--- Passage Enclosed Below ---

TERRE HAUTE —
In 2013, Terre Haute’s Miss Softball America complex has been and will continue to be a busy place.
The four-diamond facility is serving as host for 15 fastpitch tournaments, including the recently concluded Braves Bash for high school teams (won by Roncalli), in addition to a junior varsity/varsity high school doubleheader coming up Monday. That doubleheader — pitting Clay City vs. North Central — will start with the JV contest at 5 p.m.
As of Monday afternoon, varsity records of these teams were 8-2 for Clay City and 7-3 for North Central, so this should be a competitive, high-quality matchup. But what’s unique about this is the reason that North Central gave up a home game and ticket sales to move this to the MSA complex in Terre Haute. It’s being billed as the “Battle for Bob” in reference to 45-year-old Bob Price, a youth softball coach for 13 years and MSA board member who’s battling Stage 4 tonsil cancer.
“When North Central was contacted, their [athletic director Ryan Kamman] and their head coach [Erica Ketner-Arnold] willingly gave up their gate and their concessions to bring this game to Terre Haute’s Miss Softball America,” said Darrell Williams, the Terre Haute MSA’s public relations director. All of that gate and all of that concession money [plus money from T-shirt sales] will go to Bob Price and his family to help with their medical expenses.”
Price and his wife, Angie, have three daughters — Kayla, who played softball for Terre Haute South a few years ago; Brianna, a former South softballer who’s now a senior third baseman/second baseman at Clay City; and Alexis, a freshman first baseman/designated player/pitcher at Clay City.
“Bob’s always been a fixture around [MSA],” Clay City coach Jason Sinders told the Tribune-Star. “I’ve known him going on 10 years now. Great guy.”
“He’s currently taking some treatments,” Williams said of Price and his condition. “But I’m sure Bob will be here April 22, God willing.”
Williams said Price coaches the Outkast 16-and-under travel team out of Terre Haute, so his softball connections are not limited to Clay City.

--- End of Enclosed Passage ---
--- Given data Enclosed Below ---

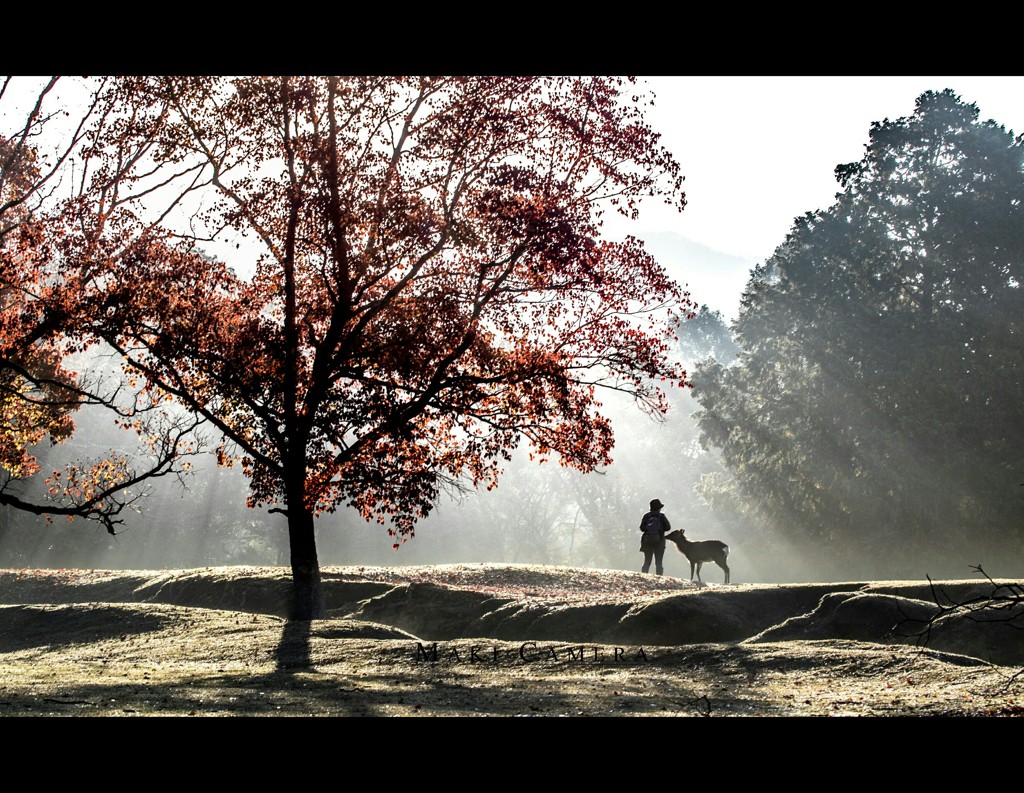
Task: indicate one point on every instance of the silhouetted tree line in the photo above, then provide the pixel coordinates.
(872, 420)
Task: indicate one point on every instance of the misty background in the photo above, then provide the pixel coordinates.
(856, 411)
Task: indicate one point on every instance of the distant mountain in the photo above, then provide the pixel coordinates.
(713, 278)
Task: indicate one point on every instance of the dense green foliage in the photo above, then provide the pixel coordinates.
(873, 418)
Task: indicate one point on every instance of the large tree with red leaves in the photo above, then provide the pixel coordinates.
(417, 279)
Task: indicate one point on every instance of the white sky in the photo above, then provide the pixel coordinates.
(758, 152)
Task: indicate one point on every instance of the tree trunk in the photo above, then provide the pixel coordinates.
(307, 597)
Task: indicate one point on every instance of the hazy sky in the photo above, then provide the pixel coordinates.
(758, 152)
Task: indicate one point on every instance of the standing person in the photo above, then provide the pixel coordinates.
(653, 525)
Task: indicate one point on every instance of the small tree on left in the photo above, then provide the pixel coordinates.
(46, 293)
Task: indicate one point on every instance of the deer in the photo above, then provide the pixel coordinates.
(699, 552)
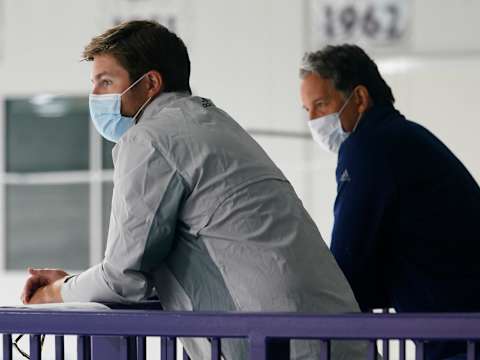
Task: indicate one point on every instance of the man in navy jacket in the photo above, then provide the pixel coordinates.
(407, 210)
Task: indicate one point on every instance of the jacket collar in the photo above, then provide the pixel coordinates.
(161, 102)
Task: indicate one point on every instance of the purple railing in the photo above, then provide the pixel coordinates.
(267, 333)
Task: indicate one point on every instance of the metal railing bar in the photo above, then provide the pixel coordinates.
(196, 324)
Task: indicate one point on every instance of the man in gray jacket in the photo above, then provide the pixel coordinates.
(201, 216)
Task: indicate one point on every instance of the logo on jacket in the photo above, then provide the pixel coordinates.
(345, 177)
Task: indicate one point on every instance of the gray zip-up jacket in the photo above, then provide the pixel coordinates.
(203, 217)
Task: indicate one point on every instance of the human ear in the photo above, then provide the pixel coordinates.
(154, 83)
(362, 98)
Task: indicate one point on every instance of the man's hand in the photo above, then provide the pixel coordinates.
(43, 286)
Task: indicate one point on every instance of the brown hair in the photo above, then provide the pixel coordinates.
(140, 46)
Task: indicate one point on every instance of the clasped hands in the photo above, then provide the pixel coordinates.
(43, 286)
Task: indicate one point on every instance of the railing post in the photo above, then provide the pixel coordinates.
(419, 350)
(83, 347)
(472, 350)
(263, 348)
(386, 349)
(372, 350)
(35, 347)
(141, 348)
(59, 347)
(324, 349)
(216, 348)
(7, 347)
(168, 348)
(402, 349)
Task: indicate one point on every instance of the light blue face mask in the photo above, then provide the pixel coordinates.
(105, 112)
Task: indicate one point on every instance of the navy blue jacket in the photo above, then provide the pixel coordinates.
(407, 216)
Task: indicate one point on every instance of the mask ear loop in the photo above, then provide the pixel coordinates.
(133, 84)
(135, 120)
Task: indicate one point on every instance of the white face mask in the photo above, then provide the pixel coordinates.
(327, 130)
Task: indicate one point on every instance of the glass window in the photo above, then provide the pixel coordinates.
(47, 133)
(47, 226)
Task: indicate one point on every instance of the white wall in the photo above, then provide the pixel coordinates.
(245, 56)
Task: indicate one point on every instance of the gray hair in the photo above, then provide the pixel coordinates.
(347, 66)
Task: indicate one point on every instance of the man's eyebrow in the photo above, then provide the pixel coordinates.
(99, 75)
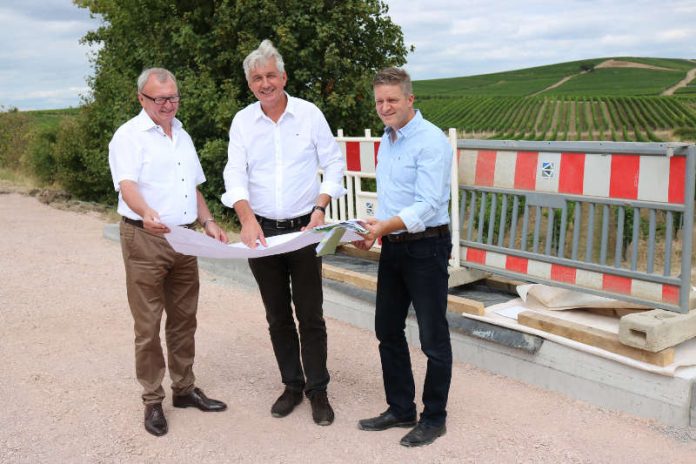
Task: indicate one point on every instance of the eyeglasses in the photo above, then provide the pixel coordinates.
(162, 100)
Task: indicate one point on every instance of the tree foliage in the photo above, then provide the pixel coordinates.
(331, 49)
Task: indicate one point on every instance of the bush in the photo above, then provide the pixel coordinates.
(14, 132)
(81, 170)
(39, 158)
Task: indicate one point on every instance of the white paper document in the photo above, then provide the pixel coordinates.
(190, 242)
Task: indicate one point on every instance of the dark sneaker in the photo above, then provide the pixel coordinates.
(286, 403)
(321, 409)
(385, 421)
(423, 434)
(155, 422)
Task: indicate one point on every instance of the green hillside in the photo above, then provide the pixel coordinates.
(600, 99)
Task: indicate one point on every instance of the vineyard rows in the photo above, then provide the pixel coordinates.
(640, 119)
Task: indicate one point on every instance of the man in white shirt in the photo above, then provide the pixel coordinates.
(156, 171)
(276, 147)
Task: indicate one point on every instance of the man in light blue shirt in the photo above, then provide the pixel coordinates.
(413, 186)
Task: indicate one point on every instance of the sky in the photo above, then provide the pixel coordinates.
(43, 65)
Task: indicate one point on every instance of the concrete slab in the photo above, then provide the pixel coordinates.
(513, 354)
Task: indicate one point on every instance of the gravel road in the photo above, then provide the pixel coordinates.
(69, 394)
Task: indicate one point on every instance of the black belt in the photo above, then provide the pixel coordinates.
(281, 224)
(429, 232)
(139, 223)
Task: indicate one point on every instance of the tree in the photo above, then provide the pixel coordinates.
(331, 49)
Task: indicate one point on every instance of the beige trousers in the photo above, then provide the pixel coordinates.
(159, 279)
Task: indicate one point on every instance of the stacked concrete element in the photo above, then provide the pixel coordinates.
(578, 215)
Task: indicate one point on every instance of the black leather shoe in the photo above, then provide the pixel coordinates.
(155, 422)
(385, 421)
(197, 399)
(322, 413)
(286, 403)
(423, 434)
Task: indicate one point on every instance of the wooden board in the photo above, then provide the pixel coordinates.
(592, 336)
(368, 282)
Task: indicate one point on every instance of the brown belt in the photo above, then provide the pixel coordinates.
(429, 232)
(139, 223)
(281, 224)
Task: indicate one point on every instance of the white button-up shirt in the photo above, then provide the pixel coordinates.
(166, 170)
(274, 166)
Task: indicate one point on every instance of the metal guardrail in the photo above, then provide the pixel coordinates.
(607, 218)
(590, 216)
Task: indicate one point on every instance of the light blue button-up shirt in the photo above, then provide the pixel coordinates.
(413, 175)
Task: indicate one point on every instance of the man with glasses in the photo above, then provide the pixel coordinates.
(276, 147)
(156, 171)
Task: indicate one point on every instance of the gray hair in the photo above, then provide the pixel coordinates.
(161, 74)
(261, 56)
(394, 76)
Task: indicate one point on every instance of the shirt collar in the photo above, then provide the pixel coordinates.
(145, 122)
(409, 128)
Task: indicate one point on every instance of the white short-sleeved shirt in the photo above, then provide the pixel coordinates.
(166, 170)
(274, 165)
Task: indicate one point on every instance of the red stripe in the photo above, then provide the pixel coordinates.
(624, 176)
(353, 156)
(485, 168)
(572, 173)
(616, 284)
(670, 294)
(515, 264)
(525, 170)
(563, 273)
(476, 256)
(677, 172)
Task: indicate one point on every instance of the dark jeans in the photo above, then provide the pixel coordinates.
(414, 272)
(294, 277)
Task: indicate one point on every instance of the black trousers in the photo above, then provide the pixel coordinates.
(414, 272)
(291, 279)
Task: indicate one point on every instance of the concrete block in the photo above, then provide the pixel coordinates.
(657, 329)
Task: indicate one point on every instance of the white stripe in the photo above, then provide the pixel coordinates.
(539, 269)
(653, 179)
(504, 176)
(597, 175)
(589, 279)
(367, 157)
(648, 290)
(496, 260)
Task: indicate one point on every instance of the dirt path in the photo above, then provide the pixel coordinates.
(690, 76)
(69, 394)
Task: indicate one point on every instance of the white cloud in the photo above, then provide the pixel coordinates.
(43, 65)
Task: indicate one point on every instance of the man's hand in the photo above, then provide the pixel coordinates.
(374, 231)
(316, 219)
(151, 222)
(251, 231)
(215, 231)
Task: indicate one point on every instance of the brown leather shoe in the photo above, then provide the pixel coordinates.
(322, 413)
(155, 422)
(286, 403)
(197, 399)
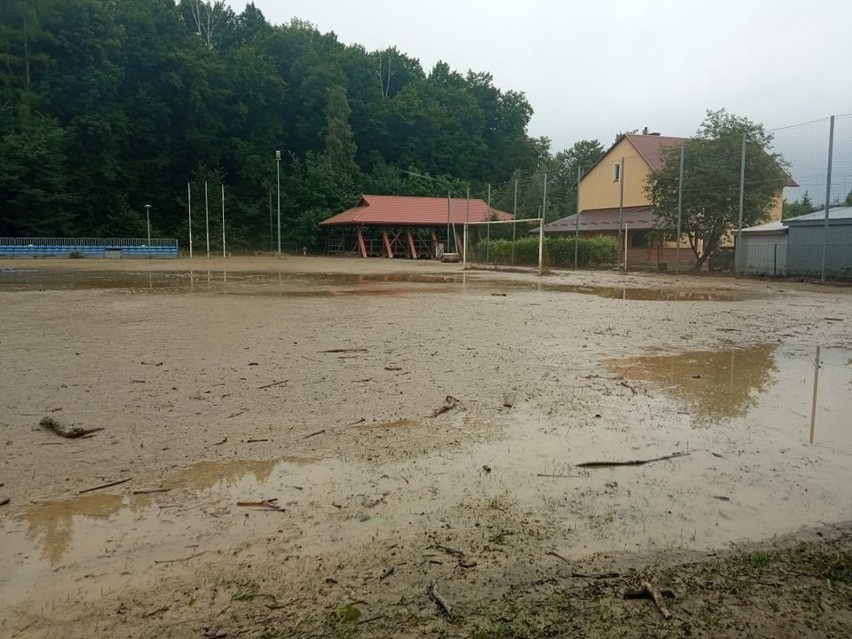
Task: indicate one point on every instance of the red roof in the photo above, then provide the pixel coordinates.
(597, 220)
(651, 147)
(400, 210)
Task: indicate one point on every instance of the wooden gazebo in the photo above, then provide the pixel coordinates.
(402, 226)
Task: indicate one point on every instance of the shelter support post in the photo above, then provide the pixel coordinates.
(361, 246)
(386, 242)
(411, 246)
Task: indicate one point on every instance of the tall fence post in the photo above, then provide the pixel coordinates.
(737, 267)
(827, 196)
(577, 220)
(679, 208)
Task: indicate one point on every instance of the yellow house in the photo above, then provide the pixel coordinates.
(613, 200)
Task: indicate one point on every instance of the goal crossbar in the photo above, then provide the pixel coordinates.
(529, 220)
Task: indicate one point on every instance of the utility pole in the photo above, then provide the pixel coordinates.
(148, 219)
(827, 196)
(189, 214)
(737, 251)
(679, 209)
(621, 201)
(278, 182)
(207, 218)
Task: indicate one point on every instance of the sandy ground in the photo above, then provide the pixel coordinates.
(320, 383)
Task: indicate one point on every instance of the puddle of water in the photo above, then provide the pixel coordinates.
(770, 479)
(50, 526)
(716, 384)
(397, 423)
(651, 294)
(323, 285)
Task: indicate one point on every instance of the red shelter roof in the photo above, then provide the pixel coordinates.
(400, 210)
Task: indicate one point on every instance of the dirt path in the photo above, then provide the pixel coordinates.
(315, 382)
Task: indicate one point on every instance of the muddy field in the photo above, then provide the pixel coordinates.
(304, 445)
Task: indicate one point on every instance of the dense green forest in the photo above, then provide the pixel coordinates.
(108, 105)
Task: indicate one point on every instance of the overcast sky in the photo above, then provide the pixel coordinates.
(593, 69)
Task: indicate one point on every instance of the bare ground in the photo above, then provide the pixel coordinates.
(314, 382)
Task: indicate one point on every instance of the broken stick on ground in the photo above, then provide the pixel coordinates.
(634, 462)
(439, 599)
(70, 432)
(107, 485)
(273, 384)
(345, 350)
(657, 598)
(450, 403)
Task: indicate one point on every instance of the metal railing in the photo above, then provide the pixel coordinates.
(87, 241)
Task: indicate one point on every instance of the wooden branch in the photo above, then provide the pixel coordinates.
(273, 384)
(634, 462)
(450, 403)
(69, 432)
(173, 561)
(439, 599)
(107, 485)
(658, 599)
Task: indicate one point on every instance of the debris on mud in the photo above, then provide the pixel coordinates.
(264, 504)
(63, 430)
(439, 599)
(106, 485)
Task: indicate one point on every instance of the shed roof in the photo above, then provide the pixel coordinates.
(834, 214)
(777, 226)
(635, 217)
(651, 147)
(401, 210)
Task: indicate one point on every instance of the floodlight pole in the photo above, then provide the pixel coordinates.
(466, 222)
(148, 219)
(577, 220)
(541, 227)
(679, 209)
(189, 214)
(278, 182)
(621, 200)
(742, 205)
(207, 218)
(827, 196)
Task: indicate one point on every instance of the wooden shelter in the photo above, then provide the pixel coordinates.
(402, 226)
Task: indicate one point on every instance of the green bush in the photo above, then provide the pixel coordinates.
(558, 251)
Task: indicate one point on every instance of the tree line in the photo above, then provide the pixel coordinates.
(108, 105)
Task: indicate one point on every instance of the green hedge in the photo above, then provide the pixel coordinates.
(558, 251)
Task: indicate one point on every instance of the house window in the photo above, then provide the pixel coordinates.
(616, 171)
(639, 239)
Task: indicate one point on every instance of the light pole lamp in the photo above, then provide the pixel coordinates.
(278, 182)
(148, 219)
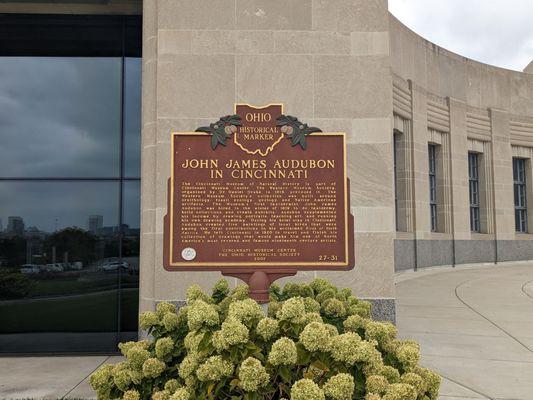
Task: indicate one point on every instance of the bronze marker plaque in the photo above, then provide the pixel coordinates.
(258, 191)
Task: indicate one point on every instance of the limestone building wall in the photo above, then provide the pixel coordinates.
(462, 106)
(326, 60)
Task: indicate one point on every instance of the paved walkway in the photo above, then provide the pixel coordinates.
(475, 327)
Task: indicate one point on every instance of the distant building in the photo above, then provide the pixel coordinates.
(95, 223)
(15, 225)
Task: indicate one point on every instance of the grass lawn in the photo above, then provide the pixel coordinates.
(90, 312)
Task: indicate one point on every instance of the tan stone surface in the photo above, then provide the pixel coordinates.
(195, 86)
(352, 87)
(195, 14)
(261, 81)
(273, 14)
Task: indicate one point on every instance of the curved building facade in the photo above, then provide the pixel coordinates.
(478, 121)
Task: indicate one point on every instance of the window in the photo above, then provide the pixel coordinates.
(520, 194)
(69, 181)
(473, 179)
(432, 155)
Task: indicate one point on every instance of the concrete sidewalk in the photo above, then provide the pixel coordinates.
(475, 327)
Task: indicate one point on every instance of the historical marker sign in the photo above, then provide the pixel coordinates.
(258, 191)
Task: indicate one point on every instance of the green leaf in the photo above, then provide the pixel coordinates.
(284, 373)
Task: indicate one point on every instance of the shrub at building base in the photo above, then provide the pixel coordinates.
(316, 343)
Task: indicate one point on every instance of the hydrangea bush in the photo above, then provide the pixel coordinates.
(316, 343)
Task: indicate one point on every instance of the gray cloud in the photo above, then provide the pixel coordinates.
(496, 32)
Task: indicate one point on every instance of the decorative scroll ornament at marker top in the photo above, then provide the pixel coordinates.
(291, 127)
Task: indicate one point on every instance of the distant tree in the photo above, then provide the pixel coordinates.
(13, 251)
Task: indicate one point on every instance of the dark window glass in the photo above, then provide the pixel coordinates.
(132, 117)
(473, 178)
(432, 186)
(130, 254)
(60, 117)
(58, 274)
(520, 194)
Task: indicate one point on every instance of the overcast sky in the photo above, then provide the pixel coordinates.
(498, 32)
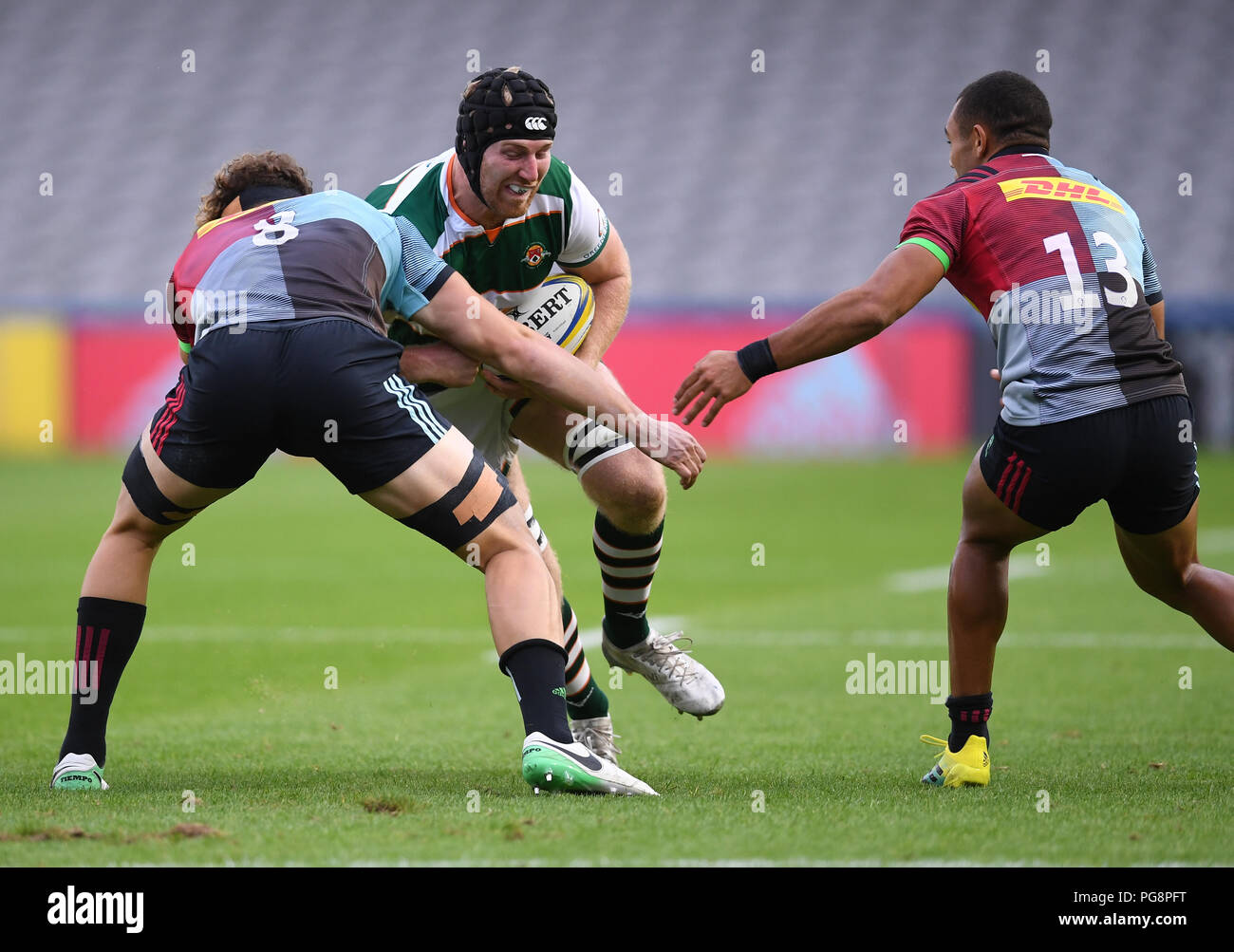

--- End of Enclosed Given data ---

What to produce -
Name every daughter of Bob Price that the article mentions. Rely only on the article about the "Battle for Bob" softball game.

Solution -
Kayla, Brianna and Alexis.